Extract the line that contains "In the photo above, where can the blue and" and every line after it through the end of the records below, exactly as written, leaving out any pictures.

◇ ◇ ◇ ◇ ◇ ◇ ◇

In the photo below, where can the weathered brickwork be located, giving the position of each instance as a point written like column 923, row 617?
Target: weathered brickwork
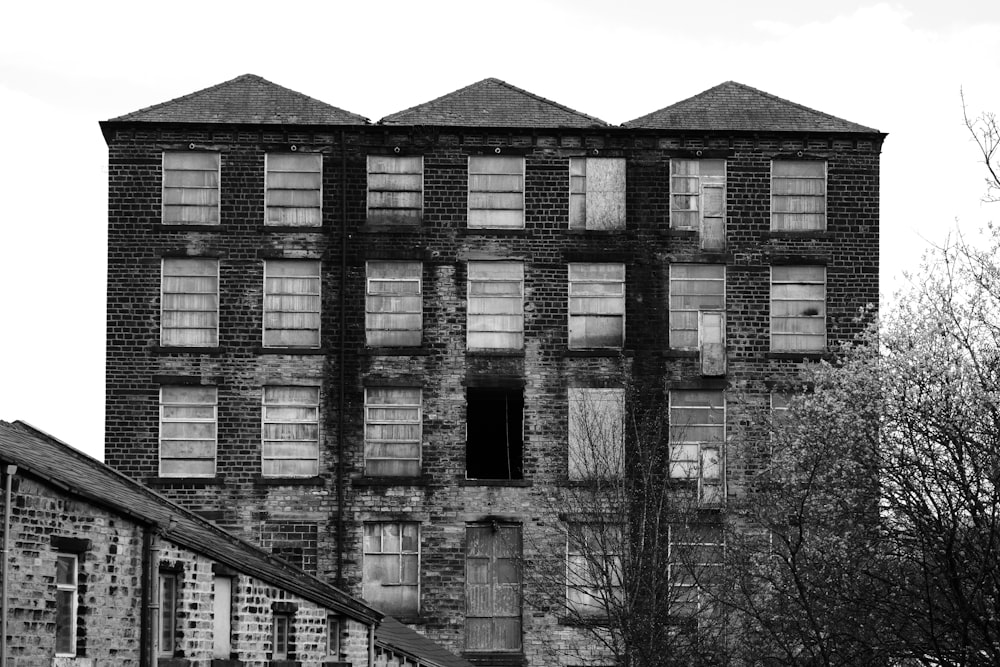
column 325, row 516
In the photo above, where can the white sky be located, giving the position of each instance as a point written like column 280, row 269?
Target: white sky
column 64, row 66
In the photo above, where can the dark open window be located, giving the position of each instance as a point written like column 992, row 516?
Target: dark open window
column 495, row 440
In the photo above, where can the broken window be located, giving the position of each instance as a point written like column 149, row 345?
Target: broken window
column 494, row 427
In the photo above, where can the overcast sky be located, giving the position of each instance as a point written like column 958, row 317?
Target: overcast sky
column 64, row 66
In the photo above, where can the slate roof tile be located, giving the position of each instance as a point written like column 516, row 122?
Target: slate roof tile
column 492, row 103
column 733, row 106
column 246, row 99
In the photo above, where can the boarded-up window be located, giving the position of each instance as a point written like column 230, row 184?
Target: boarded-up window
column 391, row 572
column 187, row 431
column 798, row 308
column 290, row 446
column 395, row 189
column 593, row 568
column 697, row 555
column 698, row 199
column 190, row 188
column 494, row 433
column 596, row 306
column 694, row 288
column 291, row 303
column 596, row 193
column 293, row 190
column 798, row 195
column 596, row 433
column 189, row 303
column 697, row 438
column 496, row 192
column 393, row 304
column 496, row 306
column 392, row 431
column 493, row 587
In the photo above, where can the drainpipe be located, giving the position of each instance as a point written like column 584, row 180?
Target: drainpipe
column 340, row 362
column 11, row 470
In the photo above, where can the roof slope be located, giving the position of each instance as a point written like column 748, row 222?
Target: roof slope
column 492, row 103
column 402, row 639
column 245, row 99
column 734, row 106
column 40, row 454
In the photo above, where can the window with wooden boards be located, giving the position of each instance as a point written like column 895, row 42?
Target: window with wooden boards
column 189, row 302
column 493, row 587
column 191, row 188
column 596, row 306
column 798, row 195
column 395, row 189
column 798, row 308
column 496, row 192
column 392, row 431
column 596, row 193
column 697, row 439
column 698, row 199
column 391, row 570
column 290, row 432
column 291, row 303
column 596, row 433
column 188, row 430
column 293, row 189
column 495, row 305
column 393, row 304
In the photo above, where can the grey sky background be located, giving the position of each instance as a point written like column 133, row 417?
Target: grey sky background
column 64, row 66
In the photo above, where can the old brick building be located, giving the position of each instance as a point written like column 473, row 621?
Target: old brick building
column 360, row 345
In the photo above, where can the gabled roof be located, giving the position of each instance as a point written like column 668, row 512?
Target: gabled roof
column 38, row 454
column 492, row 103
column 245, row 99
column 733, row 106
column 401, row 639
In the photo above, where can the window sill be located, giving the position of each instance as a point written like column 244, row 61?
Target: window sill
column 289, row 481
column 799, row 356
column 395, row 351
column 390, row 481
column 520, row 483
column 803, row 234
column 185, row 481
column 177, row 349
column 189, row 228
column 291, row 350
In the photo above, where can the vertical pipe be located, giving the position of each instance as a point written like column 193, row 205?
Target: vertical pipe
column 11, row 470
column 340, row 362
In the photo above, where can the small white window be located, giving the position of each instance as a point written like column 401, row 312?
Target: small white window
column 596, row 306
column 395, row 189
column 393, row 304
column 496, row 192
column 187, row 431
column 697, row 440
column 392, row 431
column 798, row 195
column 496, row 306
column 66, row 604
column 189, row 303
column 597, row 193
column 596, row 433
column 290, row 432
column 291, row 303
column 391, row 572
column 293, row 190
column 190, row 188
column 694, row 289
column 698, row 199
column 798, row 308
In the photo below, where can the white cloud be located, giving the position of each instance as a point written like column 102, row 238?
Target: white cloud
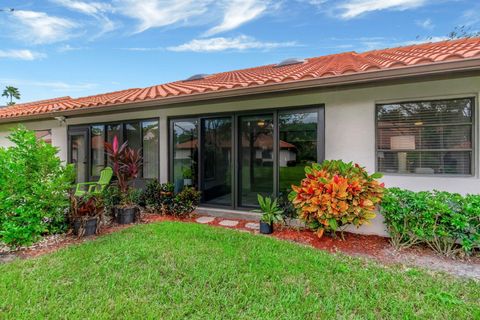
column 97, row 10
column 353, row 8
column 221, row 44
column 68, row 48
column 90, row 8
column 53, row 85
column 161, row 13
column 21, row 55
column 238, row 12
column 426, row 24
column 40, row 28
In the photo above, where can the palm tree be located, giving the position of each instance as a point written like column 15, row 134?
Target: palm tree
column 10, row 93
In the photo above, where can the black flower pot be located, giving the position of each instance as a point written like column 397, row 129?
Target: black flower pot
column 90, row 227
column 266, row 228
column 125, row 215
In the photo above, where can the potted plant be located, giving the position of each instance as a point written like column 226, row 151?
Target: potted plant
column 126, row 166
column 86, row 213
column 271, row 213
column 187, row 176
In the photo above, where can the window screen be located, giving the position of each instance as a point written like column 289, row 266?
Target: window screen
column 427, row 137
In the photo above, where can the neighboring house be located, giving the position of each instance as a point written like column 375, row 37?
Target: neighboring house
column 409, row 112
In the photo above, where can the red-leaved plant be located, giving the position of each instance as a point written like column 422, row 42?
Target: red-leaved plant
column 334, row 194
column 126, row 163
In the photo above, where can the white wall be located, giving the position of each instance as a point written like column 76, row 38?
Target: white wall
column 349, row 126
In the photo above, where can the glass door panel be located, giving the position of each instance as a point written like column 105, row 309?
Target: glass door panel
column 297, row 146
column 217, row 161
column 79, row 155
column 185, row 153
column 256, row 160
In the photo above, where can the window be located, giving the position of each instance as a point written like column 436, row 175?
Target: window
column 297, row 146
column 140, row 135
column 428, row 137
column 185, row 153
column 233, row 157
column 45, row 135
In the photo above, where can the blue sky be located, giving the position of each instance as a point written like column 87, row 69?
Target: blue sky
column 53, row 48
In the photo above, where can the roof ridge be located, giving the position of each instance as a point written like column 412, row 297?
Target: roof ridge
column 331, row 65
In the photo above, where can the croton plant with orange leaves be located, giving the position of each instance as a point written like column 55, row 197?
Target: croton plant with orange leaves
column 334, row 194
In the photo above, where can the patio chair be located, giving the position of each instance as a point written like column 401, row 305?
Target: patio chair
column 93, row 188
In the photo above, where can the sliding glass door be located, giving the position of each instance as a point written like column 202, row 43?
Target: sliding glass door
column 231, row 158
column 217, row 150
column 256, row 158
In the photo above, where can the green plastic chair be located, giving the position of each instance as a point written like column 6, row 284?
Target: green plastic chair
column 95, row 188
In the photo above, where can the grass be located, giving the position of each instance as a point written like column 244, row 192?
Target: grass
column 178, row 270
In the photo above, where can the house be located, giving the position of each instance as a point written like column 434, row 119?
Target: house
column 409, row 112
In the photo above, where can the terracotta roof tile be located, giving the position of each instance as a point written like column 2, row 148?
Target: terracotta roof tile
column 313, row 68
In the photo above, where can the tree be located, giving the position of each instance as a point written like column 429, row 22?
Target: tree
column 10, row 93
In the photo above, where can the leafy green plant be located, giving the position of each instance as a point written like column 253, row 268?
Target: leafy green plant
column 185, row 202
column 187, row 173
column 34, row 188
column 447, row 222
column 270, row 210
column 334, row 194
column 159, row 196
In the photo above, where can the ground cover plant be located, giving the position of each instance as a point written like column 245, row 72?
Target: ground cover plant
column 34, row 188
column 334, row 194
column 449, row 223
column 175, row 270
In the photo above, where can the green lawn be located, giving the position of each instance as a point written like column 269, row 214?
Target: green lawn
column 178, row 270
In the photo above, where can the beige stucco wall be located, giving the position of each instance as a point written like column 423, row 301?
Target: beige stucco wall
column 349, row 126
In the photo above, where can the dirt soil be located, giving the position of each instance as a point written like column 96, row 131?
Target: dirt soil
column 366, row 246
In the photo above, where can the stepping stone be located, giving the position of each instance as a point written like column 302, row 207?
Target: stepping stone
column 228, row 223
column 252, row 225
column 205, row 219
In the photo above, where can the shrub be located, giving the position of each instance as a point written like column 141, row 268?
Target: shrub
column 185, row 202
column 126, row 167
column 447, row 222
column 270, row 210
column 334, row 194
column 34, row 189
column 159, row 196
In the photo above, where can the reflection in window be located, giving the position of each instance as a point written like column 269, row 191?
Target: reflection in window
column 297, row 146
column 97, row 149
column 432, row 137
column 45, row 135
column 140, row 135
column 217, row 160
column 256, row 167
column 150, row 149
column 185, row 153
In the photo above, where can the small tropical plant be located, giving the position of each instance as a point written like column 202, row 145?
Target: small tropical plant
column 34, row 186
column 187, row 173
column 334, row 194
column 185, row 202
column 270, row 210
column 11, row 93
column 126, row 164
column 159, row 196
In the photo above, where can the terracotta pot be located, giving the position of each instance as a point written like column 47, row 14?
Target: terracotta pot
column 125, row 215
column 266, row 228
column 90, row 227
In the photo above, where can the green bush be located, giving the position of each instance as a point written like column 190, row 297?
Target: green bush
column 34, row 189
column 159, row 196
column 185, row 202
column 447, row 222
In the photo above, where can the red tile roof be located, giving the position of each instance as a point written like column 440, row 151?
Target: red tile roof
column 314, row 68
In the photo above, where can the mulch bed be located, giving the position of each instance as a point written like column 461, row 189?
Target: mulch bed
column 370, row 246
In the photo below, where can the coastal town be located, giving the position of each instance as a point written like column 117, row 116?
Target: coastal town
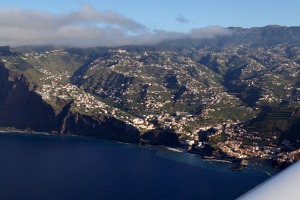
column 170, row 91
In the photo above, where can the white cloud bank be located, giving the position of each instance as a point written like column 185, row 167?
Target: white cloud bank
column 85, row 28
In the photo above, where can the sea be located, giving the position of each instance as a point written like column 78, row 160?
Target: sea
column 34, row 166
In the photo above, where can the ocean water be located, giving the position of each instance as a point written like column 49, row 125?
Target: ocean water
column 76, row 168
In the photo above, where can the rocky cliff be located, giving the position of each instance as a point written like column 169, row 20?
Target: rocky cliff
column 22, row 108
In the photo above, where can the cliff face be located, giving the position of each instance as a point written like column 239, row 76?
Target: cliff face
column 101, row 126
column 22, row 108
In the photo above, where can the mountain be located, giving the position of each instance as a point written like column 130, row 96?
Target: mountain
column 172, row 89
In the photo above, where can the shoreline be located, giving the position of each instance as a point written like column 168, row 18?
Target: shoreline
column 203, row 156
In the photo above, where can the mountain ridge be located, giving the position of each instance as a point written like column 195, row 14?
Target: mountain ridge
column 178, row 86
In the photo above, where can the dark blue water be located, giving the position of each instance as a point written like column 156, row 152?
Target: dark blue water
column 54, row 167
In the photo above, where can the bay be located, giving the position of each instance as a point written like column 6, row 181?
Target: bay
column 63, row 168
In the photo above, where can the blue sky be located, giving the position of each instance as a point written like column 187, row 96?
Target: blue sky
column 163, row 16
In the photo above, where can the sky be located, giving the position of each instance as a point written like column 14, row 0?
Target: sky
column 119, row 22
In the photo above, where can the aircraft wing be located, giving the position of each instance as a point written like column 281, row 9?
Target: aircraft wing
column 284, row 185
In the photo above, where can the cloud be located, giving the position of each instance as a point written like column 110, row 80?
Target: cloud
column 181, row 19
column 87, row 27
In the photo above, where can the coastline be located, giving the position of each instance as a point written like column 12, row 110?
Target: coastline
column 236, row 162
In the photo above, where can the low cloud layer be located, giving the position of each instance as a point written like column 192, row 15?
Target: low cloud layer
column 85, row 28
column 181, row 19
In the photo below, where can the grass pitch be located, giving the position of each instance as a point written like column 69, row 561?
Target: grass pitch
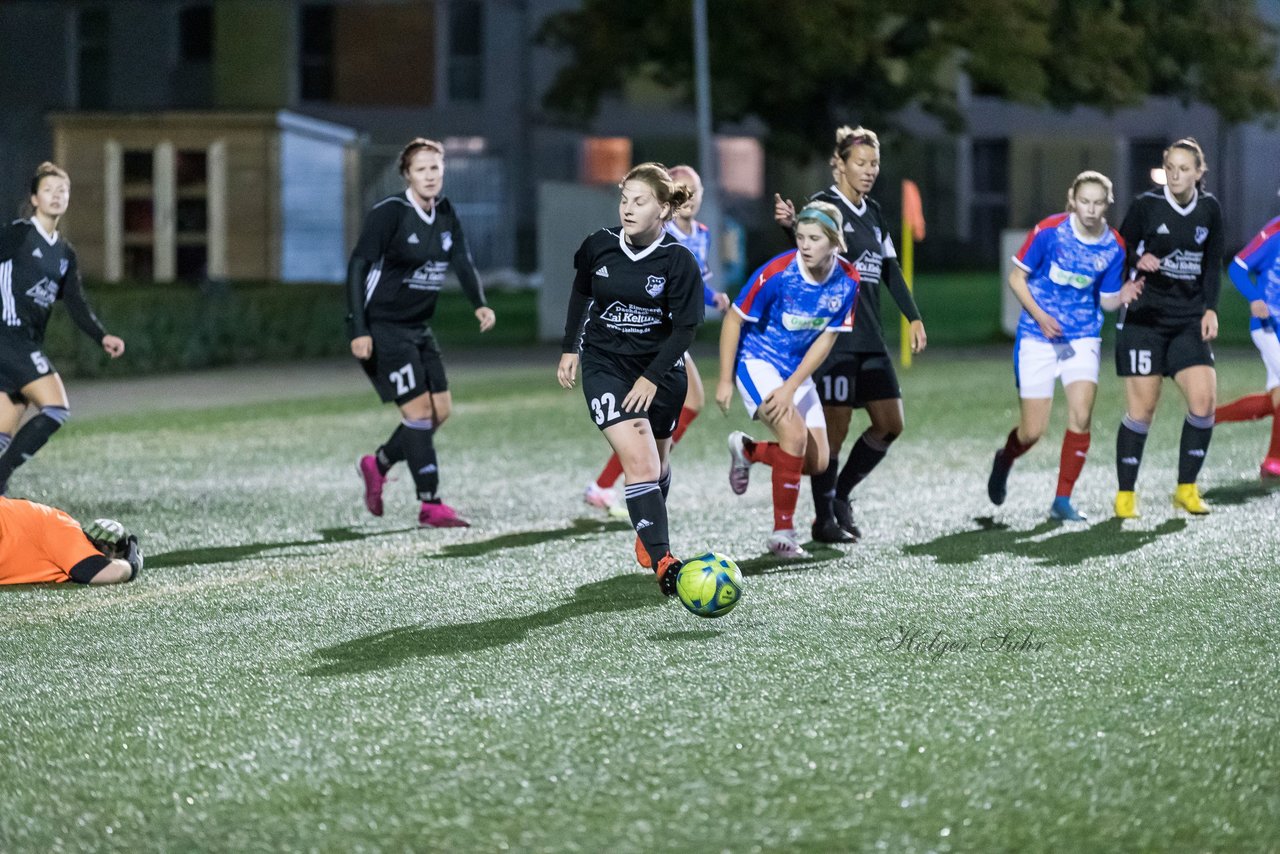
column 293, row 674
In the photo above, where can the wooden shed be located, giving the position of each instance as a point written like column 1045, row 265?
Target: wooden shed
column 206, row 195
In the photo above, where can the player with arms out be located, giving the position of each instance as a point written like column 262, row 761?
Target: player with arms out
column 393, row 281
column 859, row 373
column 1174, row 240
column 792, row 310
column 37, row 268
column 42, row 544
column 638, row 292
column 695, row 236
column 1069, row 268
column 1256, row 273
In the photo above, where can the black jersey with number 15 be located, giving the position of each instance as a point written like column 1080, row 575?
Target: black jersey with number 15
column 638, row 296
column 1188, row 241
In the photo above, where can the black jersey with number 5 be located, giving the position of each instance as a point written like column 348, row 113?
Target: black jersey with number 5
column 36, row 270
column 639, row 296
column 410, row 250
column 1188, row 241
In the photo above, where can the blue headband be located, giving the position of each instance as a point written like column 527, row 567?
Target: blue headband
column 812, row 213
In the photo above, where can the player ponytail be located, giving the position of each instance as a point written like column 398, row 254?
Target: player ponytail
column 420, row 144
column 848, row 137
column 48, row 170
column 1189, row 144
column 661, row 185
column 1088, row 177
column 826, row 217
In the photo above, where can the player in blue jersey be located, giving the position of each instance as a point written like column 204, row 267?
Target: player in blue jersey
column 1069, row 266
column 696, row 237
column 1256, row 274
column 792, row 309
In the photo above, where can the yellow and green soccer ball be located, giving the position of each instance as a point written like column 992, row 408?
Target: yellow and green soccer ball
column 709, row 585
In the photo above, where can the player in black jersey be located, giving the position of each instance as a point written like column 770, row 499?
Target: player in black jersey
column 1174, row 241
column 640, row 295
column 408, row 242
column 859, row 373
column 37, row 268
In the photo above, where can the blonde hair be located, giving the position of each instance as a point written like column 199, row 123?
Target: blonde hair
column 414, row 146
column 48, row 170
column 1088, row 177
column 826, row 217
column 848, row 137
column 659, row 182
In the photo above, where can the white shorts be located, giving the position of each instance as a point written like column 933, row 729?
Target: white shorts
column 1267, row 342
column 1037, row 365
column 757, row 378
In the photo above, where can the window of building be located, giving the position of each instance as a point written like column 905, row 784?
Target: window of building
column 316, row 54
column 466, row 50
column 196, row 33
column 94, row 77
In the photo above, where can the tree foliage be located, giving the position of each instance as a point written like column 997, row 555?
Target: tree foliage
column 807, row 67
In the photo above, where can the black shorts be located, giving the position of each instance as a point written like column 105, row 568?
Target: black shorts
column 1160, row 351
column 406, row 362
column 22, row 361
column 607, row 379
column 855, row 379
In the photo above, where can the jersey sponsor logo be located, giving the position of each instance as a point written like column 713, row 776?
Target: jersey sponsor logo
column 796, row 322
column 1066, row 278
column 1182, row 264
column 631, row 319
column 44, row 293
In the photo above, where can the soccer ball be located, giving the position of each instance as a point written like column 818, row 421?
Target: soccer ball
column 709, row 585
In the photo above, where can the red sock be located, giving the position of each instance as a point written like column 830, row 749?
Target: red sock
column 1274, row 451
column 786, row 488
column 1075, row 447
column 1014, row 448
column 686, row 418
column 1247, row 409
column 611, row 474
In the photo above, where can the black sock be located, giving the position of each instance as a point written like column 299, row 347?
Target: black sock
column 1129, row 443
column 30, row 439
column 867, row 453
column 420, row 453
column 648, row 510
column 392, row 451
column 823, row 487
column 1197, row 432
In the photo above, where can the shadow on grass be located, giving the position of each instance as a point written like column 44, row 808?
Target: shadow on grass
column 579, row 528
column 1242, row 493
column 229, row 553
column 398, row 645
column 1066, row 548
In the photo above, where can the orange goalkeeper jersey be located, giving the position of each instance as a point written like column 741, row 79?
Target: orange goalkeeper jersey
column 39, row 543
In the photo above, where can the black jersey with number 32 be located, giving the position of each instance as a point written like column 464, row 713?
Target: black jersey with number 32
column 1188, row 241
column 638, row 296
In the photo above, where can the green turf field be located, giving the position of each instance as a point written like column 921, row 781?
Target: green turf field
column 293, row 674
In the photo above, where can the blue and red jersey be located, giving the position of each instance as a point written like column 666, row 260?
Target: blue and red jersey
column 1256, row 270
column 785, row 309
column 700, row 245
column 1066, row 273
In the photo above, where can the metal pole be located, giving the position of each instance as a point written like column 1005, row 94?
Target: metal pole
column 707, row 158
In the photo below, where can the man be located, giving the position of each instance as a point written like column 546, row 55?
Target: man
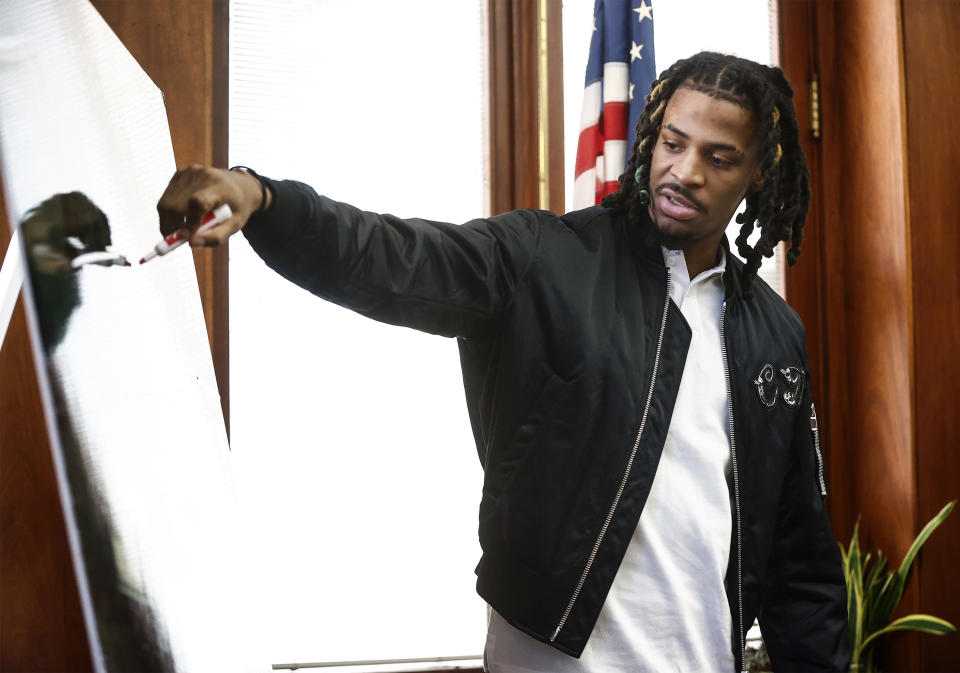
column 640, row 400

◇ ◇ ◇ ◇ ◇ ◇ ◇

**Reply:**
In the photo above, where can the blue and red jersey be located, giving the position of each instance as a point written like column 666, row 260?
Target: blue and red jersey
column 1256, row 270
column 785, row 309
column 700, row 245
column 1066, row 273
In the photo above, where can the metal pole be located, giving the position of each instance as a point written like column 1005, row 94?
Target: metal pole
column 707, row 158
In the photo below, where can the man be located, giving the position of each instance as a point written like column 546, row 55?
Target: man
column 640, row 400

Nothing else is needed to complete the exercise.